[Point localization data]
[Start of section]

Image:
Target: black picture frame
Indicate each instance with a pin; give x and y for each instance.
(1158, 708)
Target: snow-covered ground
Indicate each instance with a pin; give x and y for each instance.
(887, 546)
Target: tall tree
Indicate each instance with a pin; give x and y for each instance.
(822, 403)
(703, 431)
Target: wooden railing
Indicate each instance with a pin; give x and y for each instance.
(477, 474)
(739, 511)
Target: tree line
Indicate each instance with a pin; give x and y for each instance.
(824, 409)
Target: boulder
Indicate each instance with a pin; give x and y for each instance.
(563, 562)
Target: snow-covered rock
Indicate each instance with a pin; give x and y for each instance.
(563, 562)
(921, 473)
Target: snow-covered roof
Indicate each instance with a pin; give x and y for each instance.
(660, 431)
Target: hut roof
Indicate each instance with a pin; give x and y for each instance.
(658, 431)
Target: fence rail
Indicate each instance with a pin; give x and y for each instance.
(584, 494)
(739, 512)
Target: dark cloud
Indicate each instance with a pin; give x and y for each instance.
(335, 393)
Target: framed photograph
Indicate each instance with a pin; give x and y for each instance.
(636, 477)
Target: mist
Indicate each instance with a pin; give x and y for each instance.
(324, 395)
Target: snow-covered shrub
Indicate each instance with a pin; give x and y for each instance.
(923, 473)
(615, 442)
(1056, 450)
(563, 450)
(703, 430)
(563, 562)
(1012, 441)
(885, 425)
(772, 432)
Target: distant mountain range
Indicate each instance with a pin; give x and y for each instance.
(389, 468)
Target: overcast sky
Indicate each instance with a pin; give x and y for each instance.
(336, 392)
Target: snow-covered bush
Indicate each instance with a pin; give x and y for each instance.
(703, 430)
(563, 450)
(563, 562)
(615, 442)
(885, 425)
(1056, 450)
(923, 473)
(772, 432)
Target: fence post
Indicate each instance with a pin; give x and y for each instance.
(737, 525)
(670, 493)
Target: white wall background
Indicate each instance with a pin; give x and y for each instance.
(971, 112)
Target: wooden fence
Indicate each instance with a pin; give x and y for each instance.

[End of section]

DESCRIPTION OF THE TASK => Return every record above. Copy each one exactly.

YOUR SOLUTION =>
Image:
Target: black picture frame
Indicate each instance with a pin; give x and y for each instance.
(1158, 708)
Target: snow-covered ground
Indicate each instance with a pin; give x and y for each instance.
(887, 546)
Target: tall tree
Indicate each instance with a pin; give x and y for each instance.
(822, 403)
(703, 431)
Target: wooden railing
Indicate each instance with a pin; give x and y for each instance.
(477, 474)
(739, 511)
Target: tree line
Indicate each instance with a pin; give x and y for each instance.
(824, 409)
Target: boulder
Indicate each instance with a pin; give x and y for each instance.
(563, 562)
Target: snow-covered rock
Indicate each instance with a pin; give x and y for each instance.
(563, 562)
(921, 473)
Target: snow-covered roof
Indicate each instance with a pin; give x and y for each instance.
(660, 431)
Target: hut roof
Indicate each instance with a pin; give x and y for each instance.
(658, 431)
Target: fence rail
Indicate each instance with a pin; give x and y for each instance.
(584, 494)
(739, 512)
Target: dark cloud
Indicate each instance with a pin; give x and y for each instance.
(335, 393)
Target: framed photograph
Indicate each instance with a pin; give x and y for each instance.
(636, 477)
Target: mist
Indicate each instance with a pin; give x and y for each instance.
(324, 395)
Target: snow-covered shrub
Indicate each instance with a pin; give x and y for each instance.
(923, 473)
(615, 442)
(1056, 450)
(563, 450)
(703, 430)
(563, 562)
(1012, 441)
(885, 425)
(772, 432)
Target: distant mountain range
Indicate each instance with a pin; give x and y for each instance.
(389, 468)
Target: overcast sky
Indicate each instance with a pin; give x and y for each instance.
(336, 392)
Target: snow-covered bush
Indicate each instance with a pin; give x and y for each instance.
(703, 430)
(563, 450)
(563, 562)
(615, 442)
(885, 425)
(1056, 450)
(923, 473)
(772, 432)
Target: fence post
Indicate each instance with a pin; give x and y for each instance.
(737, 525)
(670, 493)
Target: white wall background
Indicate each instance with a pin; give x and y for each instance.
(971, 112)
Target: wooden fence
Indicate each instance with a pin; give x and y for each instance.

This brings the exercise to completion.